● **実施課題**
1. GMOの組織運営に関する文章によると、2020年までにエンジニアを現在の何%から半分以上に拡大する計画か。
2. GMOの組織運営に関する文章を、最後の文の後から続けて書いてください。

● **提示文**
★ ★ ★ ★

開発が運用より優先される風潮。セキュリティ事案の増大

運用と開発の分離やセキュリティチームの組成

 また、ライブアップデートやメンテナンスのレビューを確立するシステム安定化委員会や、不正利用を防ぐためのセキュリティチームを組成。さらに海外展開を見据えた組織の最適化も進めていくという。

環境変化への対応を敏感に感じないと対策は打てない

 最後、山下氏は「組織は、問題の巣である。よって問題のない組織はない」というGMOの標語をスライドに出し、管理者としての心得を「環境の変化を敏感に感じないと対策は打てない。だから課題を浮き彫りにする仕組みを作り、問題を前向きに捉えて、解決していく。こうすれば組織として成長できる」と語る。

組織は、問題の巣である

 GMO会長である熊谷正寿氏の要請もあり、2020年までにはエンジニアを現在の42%から半分以上にまで拡大する計画となっており、組織をどのようにマネジメントしていくのかは今後も継続的な課題だ。山下氏は「組織を拡大し、よりよいホスティングサービスや機能をみなさんのお届けし、この業界が盛り上がっていきたいと思う」と語り、講演をまとめた。

★ ★ ★ ★

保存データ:
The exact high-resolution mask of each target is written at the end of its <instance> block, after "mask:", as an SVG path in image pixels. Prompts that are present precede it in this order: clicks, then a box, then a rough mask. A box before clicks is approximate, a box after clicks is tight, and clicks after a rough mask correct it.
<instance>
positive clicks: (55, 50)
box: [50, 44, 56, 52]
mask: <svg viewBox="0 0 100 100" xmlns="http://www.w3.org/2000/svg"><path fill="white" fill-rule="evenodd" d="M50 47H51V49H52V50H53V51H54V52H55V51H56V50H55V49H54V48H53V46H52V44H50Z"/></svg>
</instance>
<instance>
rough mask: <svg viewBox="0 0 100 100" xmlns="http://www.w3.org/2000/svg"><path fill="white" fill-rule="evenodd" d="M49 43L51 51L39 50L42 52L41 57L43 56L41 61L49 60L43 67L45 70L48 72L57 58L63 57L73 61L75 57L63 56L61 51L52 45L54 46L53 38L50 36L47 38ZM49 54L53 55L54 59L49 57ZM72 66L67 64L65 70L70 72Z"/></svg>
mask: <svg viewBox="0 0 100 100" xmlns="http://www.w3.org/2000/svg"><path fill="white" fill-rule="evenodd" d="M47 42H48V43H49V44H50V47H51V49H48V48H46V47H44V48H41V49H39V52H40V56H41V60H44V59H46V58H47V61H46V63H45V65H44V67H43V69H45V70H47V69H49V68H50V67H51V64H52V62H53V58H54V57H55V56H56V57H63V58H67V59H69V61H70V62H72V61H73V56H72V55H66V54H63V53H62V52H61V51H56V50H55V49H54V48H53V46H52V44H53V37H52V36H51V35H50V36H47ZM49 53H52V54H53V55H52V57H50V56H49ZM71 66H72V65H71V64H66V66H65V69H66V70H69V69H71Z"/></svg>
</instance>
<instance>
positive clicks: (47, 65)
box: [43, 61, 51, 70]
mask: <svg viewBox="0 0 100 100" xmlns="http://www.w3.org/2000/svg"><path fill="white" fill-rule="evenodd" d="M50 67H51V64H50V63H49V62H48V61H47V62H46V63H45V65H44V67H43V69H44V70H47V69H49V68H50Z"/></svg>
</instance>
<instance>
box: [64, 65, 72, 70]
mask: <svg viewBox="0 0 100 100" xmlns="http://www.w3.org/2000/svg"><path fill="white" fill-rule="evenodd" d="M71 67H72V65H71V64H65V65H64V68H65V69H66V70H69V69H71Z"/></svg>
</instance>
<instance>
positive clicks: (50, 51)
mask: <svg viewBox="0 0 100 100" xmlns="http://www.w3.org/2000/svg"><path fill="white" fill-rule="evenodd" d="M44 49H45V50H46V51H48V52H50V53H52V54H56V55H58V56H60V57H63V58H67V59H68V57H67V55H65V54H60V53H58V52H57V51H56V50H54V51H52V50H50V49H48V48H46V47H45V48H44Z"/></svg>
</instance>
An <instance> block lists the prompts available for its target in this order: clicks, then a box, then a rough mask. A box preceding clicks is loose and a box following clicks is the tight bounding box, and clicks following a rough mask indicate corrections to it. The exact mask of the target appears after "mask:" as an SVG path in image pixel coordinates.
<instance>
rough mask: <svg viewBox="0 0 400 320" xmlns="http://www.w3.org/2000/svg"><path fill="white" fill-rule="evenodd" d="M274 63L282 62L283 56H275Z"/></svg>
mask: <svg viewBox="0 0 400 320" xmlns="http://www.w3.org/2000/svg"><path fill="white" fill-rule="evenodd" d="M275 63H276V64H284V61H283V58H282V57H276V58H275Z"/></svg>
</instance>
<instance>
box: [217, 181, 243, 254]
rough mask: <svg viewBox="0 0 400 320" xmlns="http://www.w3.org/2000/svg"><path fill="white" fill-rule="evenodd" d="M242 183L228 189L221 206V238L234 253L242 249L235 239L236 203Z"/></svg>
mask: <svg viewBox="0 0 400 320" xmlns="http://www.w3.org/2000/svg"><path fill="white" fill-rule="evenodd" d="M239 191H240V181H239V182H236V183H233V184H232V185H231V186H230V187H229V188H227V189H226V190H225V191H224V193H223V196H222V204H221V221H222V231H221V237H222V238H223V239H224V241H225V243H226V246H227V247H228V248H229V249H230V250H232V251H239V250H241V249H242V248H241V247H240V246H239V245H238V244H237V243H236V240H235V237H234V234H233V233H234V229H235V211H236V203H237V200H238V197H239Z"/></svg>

★ ★ ★ ★

● **各課題の解答**
1. 42%

2.
 その後、イベントではGMOグループ4社から5名が登壇。700台のサーバーをデータセンターに移行した話(GMOデジロック)やAltusでチャレンジしたIaaS課金問題(GMOクラウド)、GMOグループでのエバンジェリストの役割(GMOインターネット)、OpenStackとCloudStackのハイブリッド妄想(GMOインターネット)、人工知能によるWebサーバーの障害検出(GMOペパボ)などのLTが披露された。「マルチブランド戦略」に基づき、それぞれが切磋琢磨するGMOグループの5社。最後は登壇者5名でラップアップとなるパネルディスカッションを行ない、GMOグループでの開発・運用の舞台裏を披露した。今後も定期的にイベントは開催していきたいという。